WORK TASK
What is needed is every line, exactly as given, from the line containing "Where can the blurred" through the end of the data below.

DATA EXCERPTS
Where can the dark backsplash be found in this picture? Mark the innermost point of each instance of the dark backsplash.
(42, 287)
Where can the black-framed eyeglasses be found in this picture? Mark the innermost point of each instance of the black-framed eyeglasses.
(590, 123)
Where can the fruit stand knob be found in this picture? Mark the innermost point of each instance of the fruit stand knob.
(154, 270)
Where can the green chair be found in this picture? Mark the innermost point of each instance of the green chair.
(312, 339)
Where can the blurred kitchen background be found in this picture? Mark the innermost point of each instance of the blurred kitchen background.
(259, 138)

EXERCISE OUTPUT
Where can the blurred kitchen background be found in this picture? Mark the innermost point of each instance of the blurred kitchen background.
(259, 138)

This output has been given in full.